- [Supplied material]:

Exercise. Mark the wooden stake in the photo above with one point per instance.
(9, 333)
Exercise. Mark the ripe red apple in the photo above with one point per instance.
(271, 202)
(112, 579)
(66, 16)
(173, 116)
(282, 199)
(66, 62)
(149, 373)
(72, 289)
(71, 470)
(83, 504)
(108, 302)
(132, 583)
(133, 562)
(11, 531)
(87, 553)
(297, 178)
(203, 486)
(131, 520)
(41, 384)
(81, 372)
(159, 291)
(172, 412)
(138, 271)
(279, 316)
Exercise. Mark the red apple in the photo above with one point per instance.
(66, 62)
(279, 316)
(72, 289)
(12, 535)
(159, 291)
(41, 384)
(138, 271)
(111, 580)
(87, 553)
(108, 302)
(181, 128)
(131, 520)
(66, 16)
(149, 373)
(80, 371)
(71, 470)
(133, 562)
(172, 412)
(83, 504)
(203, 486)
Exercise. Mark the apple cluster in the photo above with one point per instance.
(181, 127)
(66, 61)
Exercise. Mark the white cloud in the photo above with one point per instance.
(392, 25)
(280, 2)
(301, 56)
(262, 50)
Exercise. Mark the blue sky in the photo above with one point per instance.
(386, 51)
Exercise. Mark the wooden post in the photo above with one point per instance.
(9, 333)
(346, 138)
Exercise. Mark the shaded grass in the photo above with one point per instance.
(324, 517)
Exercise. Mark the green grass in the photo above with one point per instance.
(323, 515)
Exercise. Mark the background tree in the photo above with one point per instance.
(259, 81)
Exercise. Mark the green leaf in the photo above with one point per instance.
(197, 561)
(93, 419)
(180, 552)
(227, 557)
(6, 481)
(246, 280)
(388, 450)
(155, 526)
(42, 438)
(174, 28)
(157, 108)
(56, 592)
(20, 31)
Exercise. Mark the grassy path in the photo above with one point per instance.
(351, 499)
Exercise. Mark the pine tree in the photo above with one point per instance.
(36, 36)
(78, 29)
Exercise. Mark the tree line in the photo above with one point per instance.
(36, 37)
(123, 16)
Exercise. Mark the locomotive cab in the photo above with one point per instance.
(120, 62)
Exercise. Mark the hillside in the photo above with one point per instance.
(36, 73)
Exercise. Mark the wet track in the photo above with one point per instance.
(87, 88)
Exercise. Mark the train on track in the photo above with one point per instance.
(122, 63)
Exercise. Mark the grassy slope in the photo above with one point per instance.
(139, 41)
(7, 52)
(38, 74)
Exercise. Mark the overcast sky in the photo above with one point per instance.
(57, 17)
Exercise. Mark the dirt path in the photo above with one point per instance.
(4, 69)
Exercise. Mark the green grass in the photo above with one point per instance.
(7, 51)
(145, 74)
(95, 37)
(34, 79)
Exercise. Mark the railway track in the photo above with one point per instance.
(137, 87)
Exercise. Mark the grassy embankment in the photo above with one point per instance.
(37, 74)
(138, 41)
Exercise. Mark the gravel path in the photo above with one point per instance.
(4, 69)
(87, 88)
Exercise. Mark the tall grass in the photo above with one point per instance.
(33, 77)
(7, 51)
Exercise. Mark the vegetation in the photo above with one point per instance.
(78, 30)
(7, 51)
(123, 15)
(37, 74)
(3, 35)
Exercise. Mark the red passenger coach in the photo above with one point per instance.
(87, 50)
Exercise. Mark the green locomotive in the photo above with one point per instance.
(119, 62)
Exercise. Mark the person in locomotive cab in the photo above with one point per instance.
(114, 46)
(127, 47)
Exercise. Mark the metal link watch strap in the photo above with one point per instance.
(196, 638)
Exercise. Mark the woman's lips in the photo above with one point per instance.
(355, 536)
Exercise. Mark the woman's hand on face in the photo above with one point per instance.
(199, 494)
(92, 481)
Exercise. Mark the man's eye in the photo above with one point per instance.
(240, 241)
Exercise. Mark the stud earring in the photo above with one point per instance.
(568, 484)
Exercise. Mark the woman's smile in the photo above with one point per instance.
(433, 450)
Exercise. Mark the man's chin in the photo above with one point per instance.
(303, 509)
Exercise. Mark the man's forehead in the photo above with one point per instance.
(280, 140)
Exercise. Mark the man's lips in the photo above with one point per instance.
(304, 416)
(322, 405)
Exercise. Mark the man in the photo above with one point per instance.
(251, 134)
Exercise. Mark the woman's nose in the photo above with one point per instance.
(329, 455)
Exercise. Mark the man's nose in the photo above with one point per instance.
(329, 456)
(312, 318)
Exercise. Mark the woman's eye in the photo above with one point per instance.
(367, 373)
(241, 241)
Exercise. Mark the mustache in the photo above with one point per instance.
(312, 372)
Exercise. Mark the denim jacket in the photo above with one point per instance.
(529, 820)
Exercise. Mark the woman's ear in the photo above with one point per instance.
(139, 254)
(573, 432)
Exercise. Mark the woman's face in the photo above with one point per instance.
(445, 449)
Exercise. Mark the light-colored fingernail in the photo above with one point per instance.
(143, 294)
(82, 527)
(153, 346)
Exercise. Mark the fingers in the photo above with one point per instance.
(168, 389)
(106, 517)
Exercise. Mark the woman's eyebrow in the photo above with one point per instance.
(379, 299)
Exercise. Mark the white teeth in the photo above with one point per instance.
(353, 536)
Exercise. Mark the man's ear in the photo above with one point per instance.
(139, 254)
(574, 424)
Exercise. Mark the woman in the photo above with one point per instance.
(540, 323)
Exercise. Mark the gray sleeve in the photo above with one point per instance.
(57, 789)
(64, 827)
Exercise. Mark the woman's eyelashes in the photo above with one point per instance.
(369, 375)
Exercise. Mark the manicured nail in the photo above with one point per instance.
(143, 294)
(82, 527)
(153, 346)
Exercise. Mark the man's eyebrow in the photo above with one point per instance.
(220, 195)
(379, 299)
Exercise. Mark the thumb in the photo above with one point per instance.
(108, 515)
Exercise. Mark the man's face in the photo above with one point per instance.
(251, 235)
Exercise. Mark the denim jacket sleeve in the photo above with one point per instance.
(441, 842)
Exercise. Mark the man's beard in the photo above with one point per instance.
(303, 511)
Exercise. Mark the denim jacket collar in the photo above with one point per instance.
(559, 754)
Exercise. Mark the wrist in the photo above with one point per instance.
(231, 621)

- [What to produce]: The whole listing above needs to be reproduced exactly.

- [Answer section]:
Exercise. Mark the wooden stake in the photo above with one point per instance.
(9, 333)
Exercise. Mark the ripe red apple in the photo above with one point per instance.
(271, 202)
(112, 579)
(66, 16)
(173, 116)
(282, 199)
(66, 62)
(149, 373)
(72, 289)
(71, 470)
(83, 504)
(108, 302)
(132, 583)
(133, 562)
(11, 531)
(87, 553)
(297, 178)
(203, 486)
(131, 520)
(41, 384)
(81, 372)
(159, 291)
(172, 412)
(138, 271)
(279, 316)
Exercise. Mark the red apple in the photo above with one point per instance.
(66, 62)
(279, 316)
(72, 289)
(12, 535)
(159, 291)
(41, 384)
(138, 271)
(111, 580)
(87, 553)
(108, 302)
(181, 128)
(131, 520)
(66, 16)
(149, 373)
(80, 371)
(71, 470)
(133, 562)
(172, 412)
(83, 504)
(203, 486)
Exercise. Mark the apple cluster in the photo above with one point per instance.
(181, 127)
(66, 61)
Exercise. Mark the white cloud in the photo above with one point per instance.
(392, 25)
(280, 2)
(301, 56)
(262, 50)
Exercise. Mark the blue sky in the photo above with one point per instance.
(386, 51)
Exercise. Mark the wooden post in the photo above with one point per instance.
(9, 333)
(346, 138)
Exercise. Mark the shaded grass in the photo above with one point per instance.
(324, 517)
Exercise. Mark the green grass in the photo above with one point per instance.
(323, 515)
Exercise. Mark the background tree in the photo above with one point per instance.
(259, 81)
Exercise. Mark the green leaf in the photo above with one point per instance.
(197, 561)
(93, 419)
(180, 552)
(227, 557)
(6, 481)
(246, 280)
(388, 450)
(155, 526)
(42, 438)
(174, 28)
(157, 108)
(56, 592)
(20, 31)
Exercise. Mark the grassy path in the photo above with one point per instance.
(351, 499)
Exercise. Mark the pine tree in the photo above with one point per instance.
(36, 36)
(78, 29)
Exercise. Mark the tree line in the photo above with one point per instance.
(36, 37)
(123, 16)
Exercise. Mark the locomotive cab in the photo above with one point per instance.
(120, 62)
Exercise. Mark the hillside in the photo above with one point per instance.
(36, 73)
Exercise. Mark the wet track in the photo above with one point per instance.
(87, 88)
Exercise. Mark the train on track in the photo above with one point per instance.
(122, 63)
Exercise. Mark the grassy slope in the photo above with one point per instance.
(139, 41)
(7, 52)
(38, 74)
Exercise. Mark the overcast sky in the photo above with one point per instance.
(57, 17)
Exercise. Mark the dirt path in the photo above with one point per instance.
(4, 69)
Exercise. Mark the green grass in the photo above with one point per instance.
(7, 51)
(145, 74)
(95, 37)
(34, 79)
Exercise. Mark the railway track in the photo above with one point per instance.
(137, 87)
Exercise. Mark the grassy embankment in the photo above with one point per instance.
(37, 74)
(138, 41)
Exercise. Mark the gravel path in the photo above with one point per instance.
(4, 69)
(87, 88)
Exercise. Mark the tall grass in the photo above with one point per instance.
(33, 77)
(7, 51)
Exercise. Mark the vegetation in the photo above with one point per instance.
(78, 30)
(7, 51)
(123, 15)
(37, 74)
(3, 35)
Exercise. Mark the red passenger coach in the photo above with one point per instance.
(87, 50)
Exercise. Mark the green locomotive in the photo above with one point per instance.
(119, 62)
Exercise. Mark the person in locomotive cab in the photo above with one point per instance.
(114, 46)
(127, 47)
Exercise. Mark the metal link watch strap in the photo above with one point per instance.
(196, 638)
Exercise. Mark the woman's lips in the photo above with one point per instance.
(355, 536)
Exercise. Mark the woman's hand on face in the photo above with one point per instance.
(199, 494)
(92, 481)
Exercise. Mark the man's eye in the photo above with one point per instance.
(240, 241)
Exercise. Mark the stud earring in the photo above with one point per instance.
(568, 484)
Exercise. Mark the woman's smile in the photo above with one point per instance.
(433, 450)
Exercise. Mark the man's chin in the photo above with one point per instance.
(303, 509)
Exercise. Mark the man's forehead in the photo above with one point per instance.
(280, 140)
Exercise. Mark the man's lips in the photo above with one point per instance.
(304, 416)
(322, 405)
Exercise. Mark the man in the photo above with one point per instance.
(251, 134)
Exercise. Mark the woman's nose in the photo above with one point per instance.
(329, 455)
Exercise. Mark the man's nose in the photo above with one point per instance.
(329, 456)
(312, 318)
Exercise. Mark the woman's eye in the photo above with one point per instance.
(367, 373)
(241, 241)
Exercise. Mark the mustache in the photo above with one point per instance.
(312, 372)
Exercise. Mark the denim jacket in the photo above with one point per instance.
(529, 820)
Exercise. Mark the woman's ear in the photo above with one point per instance.
(139, 254)
(573, 432)
Exercise. Mark the woman's face in the photo above with one point per instance.
(445, 449)
Exercise. Mark the light-colored fingernail in the photo above with one point per instance.
(143, 294)
(82, 527)
(153, 346)
Exercise. Mark the fingers in the photo above with one point per instance.
(168, 389)
(106, 517)
Exercise. Mark the woman's eyebrow in the photo above with one point per instance.
(379, 299)
Exercise. Mark the white teeth in the photo above with one point per instance.
(353, 536)
Exercise. Mark the man's ear in the photo above with one point per instance.
(139, 254)
(574, 424)
Exercise. Mark the woman in the photo above with one point per instance.
(540, 323)
Exercise. Mark the gray sleeve in the photo above with one point per instance.
(57, 789)
(64, 827)
Exercise. Mark the woman's eyelashes in the photo above with one point per instance.
(369, 375)
Exercise. Mark the manicured nail in the photo above with one point per instance.
(143, 294)
(82, 527)
(153, 346)
Exercise. Mark the man's eyebrow in the photo above with one point per instance.
(220, 195)
(379, 299)
Exercise. Mark the thumb in the photo above with one point per instance.
(108, 515)
Exercise. Mark the man's face in the photo above with one point per instance.
(251, 235)
Exercise. Mark the denim jacket sleeve in the photo above with one point per instance.
(441, 842)
Exercise. Mark the man's beard in the photo above with one point per instance.
(303, 511)
Exercise. Mark the denim jacket collar in the photo above with one point per instance.
(559, 754)
Exercise. Mark the wrist in the photo above with one point per instance.
(231, 621)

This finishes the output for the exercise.